** Begin Dataset records **
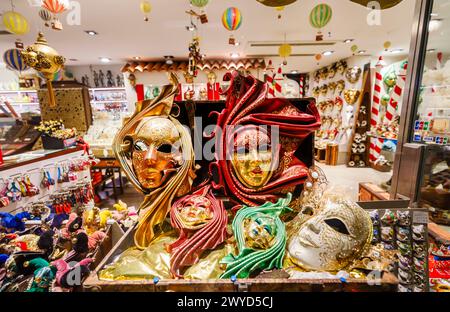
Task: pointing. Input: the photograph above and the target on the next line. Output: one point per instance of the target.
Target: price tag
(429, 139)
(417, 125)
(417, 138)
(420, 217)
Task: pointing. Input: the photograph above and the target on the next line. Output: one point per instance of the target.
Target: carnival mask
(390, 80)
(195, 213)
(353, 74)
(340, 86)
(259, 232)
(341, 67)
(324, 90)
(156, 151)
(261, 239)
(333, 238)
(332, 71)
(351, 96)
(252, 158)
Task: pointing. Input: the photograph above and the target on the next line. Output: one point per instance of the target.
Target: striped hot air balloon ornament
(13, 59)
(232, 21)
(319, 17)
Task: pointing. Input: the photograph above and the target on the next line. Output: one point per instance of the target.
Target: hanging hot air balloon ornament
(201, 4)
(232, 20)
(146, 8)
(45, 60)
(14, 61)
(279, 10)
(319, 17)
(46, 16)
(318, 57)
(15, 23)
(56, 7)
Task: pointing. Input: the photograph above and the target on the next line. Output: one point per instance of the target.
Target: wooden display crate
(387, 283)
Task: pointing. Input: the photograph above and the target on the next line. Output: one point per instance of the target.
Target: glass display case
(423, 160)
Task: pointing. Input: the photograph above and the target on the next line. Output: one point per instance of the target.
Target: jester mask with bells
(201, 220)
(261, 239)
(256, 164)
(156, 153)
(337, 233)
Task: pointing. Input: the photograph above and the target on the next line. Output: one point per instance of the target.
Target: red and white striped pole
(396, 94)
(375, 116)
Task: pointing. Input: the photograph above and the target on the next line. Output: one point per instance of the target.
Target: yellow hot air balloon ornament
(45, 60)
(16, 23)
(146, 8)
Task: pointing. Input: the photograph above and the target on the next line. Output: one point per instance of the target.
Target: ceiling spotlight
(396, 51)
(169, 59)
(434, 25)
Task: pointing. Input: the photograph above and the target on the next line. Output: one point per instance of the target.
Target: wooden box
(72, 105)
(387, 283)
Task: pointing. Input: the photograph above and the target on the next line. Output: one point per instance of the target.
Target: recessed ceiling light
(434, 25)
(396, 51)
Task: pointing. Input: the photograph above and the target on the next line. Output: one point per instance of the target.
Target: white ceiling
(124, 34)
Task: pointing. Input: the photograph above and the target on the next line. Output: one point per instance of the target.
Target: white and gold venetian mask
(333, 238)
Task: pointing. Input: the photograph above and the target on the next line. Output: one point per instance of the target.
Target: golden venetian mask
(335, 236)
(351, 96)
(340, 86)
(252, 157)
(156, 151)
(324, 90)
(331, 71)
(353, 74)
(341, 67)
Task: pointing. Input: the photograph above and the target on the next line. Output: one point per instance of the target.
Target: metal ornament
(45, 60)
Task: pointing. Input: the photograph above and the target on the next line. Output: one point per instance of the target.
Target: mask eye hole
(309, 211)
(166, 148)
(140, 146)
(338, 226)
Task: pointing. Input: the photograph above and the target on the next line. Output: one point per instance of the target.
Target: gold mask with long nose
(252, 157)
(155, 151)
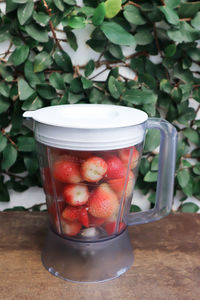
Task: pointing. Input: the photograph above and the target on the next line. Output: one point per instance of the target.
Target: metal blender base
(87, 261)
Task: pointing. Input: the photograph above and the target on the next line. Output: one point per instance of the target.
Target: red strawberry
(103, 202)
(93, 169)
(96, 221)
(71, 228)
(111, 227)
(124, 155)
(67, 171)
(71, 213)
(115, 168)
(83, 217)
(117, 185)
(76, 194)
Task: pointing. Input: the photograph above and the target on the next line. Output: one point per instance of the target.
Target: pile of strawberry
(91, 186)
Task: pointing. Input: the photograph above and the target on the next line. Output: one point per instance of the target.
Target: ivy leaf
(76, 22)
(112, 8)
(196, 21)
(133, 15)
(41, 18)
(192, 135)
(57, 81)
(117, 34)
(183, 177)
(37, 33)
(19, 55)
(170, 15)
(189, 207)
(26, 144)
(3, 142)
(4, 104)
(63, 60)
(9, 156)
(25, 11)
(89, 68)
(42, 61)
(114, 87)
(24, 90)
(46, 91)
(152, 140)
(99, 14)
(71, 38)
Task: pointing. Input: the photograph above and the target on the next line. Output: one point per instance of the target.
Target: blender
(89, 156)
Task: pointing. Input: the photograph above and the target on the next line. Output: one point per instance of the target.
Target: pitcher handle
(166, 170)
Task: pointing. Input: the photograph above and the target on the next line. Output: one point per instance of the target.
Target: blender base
** End Dataset records **
(What you need to do) Gather every line in the listing above that contains the word "venetian", and copy each of those lines in full.

(Full solution)
Target: white and gold venetian mask
Target: golden venetian mask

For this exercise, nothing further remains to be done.